— Goal —
Gather every line in the items below that contains the string "like" and copy each one in full. Matching is case-sensitive.

— Data for this exercise —
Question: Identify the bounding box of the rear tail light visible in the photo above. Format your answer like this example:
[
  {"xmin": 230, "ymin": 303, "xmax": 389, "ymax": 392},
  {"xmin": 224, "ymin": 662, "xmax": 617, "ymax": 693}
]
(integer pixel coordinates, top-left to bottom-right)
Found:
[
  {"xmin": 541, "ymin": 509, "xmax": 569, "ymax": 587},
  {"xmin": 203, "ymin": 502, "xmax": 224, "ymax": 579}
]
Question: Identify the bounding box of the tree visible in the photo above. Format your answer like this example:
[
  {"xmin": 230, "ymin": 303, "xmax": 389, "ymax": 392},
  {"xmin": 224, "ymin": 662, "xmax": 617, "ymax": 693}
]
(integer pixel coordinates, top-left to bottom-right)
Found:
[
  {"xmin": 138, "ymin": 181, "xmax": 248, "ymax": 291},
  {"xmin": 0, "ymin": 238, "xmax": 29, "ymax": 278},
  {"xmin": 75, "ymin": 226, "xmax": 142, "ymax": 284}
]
...
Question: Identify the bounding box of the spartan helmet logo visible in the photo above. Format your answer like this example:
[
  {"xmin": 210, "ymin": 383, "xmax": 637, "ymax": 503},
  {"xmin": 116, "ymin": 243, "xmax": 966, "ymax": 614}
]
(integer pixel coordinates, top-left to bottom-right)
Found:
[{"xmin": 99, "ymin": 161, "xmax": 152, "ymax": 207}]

— Complete answer —
Question: Identify the bounding box of the rear tail light visible in the photo above. Format your answer like this example:
Question: Identify the bounding box of the tree visible in the photo above. Format your answer like this example:
Question: Identify the bounding box of the spartan helmet logo visible in the photo above. Format your answer like this example:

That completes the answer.